• OBJECTIVE
Reproduce verbatim the lines of the items starting with the line containing "Should you be willing to segment every instance of the rock" and continuing through the line containing "M121 102L112 146L117", both ends included.

----------------

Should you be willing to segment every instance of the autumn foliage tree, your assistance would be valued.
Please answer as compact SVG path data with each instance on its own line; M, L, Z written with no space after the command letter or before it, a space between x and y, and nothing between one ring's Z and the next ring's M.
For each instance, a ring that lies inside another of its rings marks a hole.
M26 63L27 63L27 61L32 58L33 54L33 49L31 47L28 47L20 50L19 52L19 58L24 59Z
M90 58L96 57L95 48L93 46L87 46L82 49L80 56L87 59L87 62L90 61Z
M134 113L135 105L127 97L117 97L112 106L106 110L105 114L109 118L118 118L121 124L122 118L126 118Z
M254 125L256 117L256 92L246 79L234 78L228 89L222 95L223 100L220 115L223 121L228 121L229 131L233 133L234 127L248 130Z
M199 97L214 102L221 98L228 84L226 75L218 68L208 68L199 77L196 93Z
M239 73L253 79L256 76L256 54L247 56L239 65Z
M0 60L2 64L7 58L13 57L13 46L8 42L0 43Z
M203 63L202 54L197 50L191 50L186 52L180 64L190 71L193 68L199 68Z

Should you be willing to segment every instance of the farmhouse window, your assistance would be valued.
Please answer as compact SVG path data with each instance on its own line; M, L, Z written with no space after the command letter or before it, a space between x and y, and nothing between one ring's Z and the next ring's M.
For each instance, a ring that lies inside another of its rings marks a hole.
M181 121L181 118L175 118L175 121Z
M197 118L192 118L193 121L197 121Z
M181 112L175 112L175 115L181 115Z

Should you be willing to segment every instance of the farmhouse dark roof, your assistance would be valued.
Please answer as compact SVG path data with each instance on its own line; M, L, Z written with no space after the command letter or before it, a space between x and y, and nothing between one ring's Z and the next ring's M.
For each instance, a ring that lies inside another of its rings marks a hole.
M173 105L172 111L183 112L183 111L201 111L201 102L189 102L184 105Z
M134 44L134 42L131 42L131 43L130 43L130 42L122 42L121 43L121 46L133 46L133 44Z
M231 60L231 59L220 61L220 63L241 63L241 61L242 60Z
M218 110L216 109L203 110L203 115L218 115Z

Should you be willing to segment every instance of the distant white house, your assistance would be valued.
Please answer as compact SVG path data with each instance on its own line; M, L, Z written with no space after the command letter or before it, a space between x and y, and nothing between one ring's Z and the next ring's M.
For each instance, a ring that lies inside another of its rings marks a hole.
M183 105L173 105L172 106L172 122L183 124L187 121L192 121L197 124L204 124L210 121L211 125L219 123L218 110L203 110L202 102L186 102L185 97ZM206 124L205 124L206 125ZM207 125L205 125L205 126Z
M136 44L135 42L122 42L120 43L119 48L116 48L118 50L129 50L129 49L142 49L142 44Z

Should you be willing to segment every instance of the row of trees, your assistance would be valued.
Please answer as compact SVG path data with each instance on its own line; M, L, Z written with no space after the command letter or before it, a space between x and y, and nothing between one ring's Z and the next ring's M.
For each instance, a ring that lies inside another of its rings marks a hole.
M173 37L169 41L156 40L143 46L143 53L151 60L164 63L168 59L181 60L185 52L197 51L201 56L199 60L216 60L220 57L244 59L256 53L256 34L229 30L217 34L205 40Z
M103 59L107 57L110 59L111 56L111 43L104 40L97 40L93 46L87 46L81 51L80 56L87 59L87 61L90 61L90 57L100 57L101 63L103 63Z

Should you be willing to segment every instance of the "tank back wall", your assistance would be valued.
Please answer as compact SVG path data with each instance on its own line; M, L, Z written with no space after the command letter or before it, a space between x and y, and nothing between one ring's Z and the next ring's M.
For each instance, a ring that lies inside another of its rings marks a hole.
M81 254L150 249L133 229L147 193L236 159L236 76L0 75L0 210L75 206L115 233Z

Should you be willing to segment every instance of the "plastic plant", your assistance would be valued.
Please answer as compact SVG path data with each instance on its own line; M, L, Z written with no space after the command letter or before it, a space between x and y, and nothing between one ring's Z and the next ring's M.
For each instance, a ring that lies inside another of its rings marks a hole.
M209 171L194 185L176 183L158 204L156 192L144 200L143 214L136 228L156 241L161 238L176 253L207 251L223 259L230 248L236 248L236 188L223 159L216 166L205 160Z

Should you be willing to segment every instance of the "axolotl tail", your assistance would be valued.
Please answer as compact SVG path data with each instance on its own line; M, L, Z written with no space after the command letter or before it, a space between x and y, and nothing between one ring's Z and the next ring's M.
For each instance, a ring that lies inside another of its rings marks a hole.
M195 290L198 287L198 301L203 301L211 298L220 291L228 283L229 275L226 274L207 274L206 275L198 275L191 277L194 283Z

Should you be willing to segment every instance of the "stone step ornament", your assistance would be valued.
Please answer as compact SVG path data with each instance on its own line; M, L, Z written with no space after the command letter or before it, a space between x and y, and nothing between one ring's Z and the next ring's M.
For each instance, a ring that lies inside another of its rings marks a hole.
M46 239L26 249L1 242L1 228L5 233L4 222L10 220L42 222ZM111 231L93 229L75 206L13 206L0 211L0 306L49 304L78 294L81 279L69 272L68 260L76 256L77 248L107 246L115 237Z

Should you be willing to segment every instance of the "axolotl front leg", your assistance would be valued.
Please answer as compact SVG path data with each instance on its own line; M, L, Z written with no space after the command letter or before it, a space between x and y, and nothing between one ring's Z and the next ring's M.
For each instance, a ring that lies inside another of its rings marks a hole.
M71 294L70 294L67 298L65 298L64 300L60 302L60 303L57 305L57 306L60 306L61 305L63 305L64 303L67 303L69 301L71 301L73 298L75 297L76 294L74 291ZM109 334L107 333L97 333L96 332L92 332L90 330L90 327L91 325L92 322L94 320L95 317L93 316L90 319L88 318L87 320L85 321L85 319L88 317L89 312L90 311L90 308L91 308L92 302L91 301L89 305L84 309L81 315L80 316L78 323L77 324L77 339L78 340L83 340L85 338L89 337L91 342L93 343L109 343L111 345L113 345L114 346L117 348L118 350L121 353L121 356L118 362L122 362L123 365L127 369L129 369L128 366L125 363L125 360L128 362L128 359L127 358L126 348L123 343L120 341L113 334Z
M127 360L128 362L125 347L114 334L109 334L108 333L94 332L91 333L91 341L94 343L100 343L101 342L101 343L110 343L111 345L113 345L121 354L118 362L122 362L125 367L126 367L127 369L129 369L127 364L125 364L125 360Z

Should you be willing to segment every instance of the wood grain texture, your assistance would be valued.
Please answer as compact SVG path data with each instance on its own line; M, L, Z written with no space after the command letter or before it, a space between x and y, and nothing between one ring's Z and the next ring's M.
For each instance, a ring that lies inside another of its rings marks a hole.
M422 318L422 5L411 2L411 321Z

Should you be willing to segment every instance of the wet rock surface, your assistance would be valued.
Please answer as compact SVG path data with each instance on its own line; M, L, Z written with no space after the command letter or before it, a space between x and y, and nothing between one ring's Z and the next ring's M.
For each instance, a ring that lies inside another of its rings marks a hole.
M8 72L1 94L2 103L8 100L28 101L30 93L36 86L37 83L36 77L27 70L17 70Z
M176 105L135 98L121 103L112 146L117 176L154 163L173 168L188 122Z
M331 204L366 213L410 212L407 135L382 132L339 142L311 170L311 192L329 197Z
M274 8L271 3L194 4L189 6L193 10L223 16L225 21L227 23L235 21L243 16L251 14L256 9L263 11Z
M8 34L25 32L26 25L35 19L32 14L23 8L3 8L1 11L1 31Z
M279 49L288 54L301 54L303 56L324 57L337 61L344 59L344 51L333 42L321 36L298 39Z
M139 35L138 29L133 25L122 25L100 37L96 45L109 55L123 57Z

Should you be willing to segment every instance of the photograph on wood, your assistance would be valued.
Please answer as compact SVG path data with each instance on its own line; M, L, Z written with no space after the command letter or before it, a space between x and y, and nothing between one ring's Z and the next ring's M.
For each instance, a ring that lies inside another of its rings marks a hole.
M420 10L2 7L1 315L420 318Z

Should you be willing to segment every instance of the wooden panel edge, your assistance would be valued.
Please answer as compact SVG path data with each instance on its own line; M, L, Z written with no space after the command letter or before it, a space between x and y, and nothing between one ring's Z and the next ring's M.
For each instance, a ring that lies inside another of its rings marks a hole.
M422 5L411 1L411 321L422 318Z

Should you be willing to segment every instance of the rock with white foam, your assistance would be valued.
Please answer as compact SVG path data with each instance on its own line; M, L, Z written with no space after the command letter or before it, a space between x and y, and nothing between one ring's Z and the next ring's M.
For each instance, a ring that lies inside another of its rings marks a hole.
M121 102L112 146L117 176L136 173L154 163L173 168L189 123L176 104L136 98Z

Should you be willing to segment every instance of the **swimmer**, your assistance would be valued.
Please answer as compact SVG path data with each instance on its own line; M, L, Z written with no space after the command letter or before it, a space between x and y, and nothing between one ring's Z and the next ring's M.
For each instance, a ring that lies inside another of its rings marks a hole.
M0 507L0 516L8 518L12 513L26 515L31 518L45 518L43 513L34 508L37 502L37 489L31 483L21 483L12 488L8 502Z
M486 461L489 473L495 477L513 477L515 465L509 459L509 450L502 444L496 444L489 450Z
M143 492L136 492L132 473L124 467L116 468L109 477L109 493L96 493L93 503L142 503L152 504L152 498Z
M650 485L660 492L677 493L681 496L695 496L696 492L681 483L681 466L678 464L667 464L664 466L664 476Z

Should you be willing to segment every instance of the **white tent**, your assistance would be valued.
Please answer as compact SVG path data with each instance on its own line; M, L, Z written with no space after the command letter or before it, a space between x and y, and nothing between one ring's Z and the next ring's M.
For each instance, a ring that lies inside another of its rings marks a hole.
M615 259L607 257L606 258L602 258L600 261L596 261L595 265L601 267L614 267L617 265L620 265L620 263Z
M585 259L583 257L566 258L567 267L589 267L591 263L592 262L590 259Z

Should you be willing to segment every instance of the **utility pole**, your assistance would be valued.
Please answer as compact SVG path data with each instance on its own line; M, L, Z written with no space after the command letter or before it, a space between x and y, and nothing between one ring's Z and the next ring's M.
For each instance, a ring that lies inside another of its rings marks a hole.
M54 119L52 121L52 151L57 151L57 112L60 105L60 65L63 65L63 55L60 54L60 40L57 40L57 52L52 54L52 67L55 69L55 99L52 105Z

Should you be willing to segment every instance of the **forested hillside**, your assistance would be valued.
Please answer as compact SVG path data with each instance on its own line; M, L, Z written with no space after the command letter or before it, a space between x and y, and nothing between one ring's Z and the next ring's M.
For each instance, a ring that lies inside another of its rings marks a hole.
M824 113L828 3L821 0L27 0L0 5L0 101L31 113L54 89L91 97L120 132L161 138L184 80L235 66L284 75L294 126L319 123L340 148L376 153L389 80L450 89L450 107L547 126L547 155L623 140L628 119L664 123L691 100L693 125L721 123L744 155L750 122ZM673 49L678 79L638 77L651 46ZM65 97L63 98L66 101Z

----------------

• CORRECT OUTPUT
Should you be willing to segment every instance of the rock with white foam, your assistance would be valued.
Please answer as compact SVG path data with each instance on its own line; M, L, Z written with no space after the command letter or before it, a space between x and y, and nothing between one ring's Z and the next ring's M.
For each instance, a ring that lies inside another of its rings marks a hole.
M121 102L112 146L117 176L136 173L154 163L173 168L189 123L176 104L136 98Z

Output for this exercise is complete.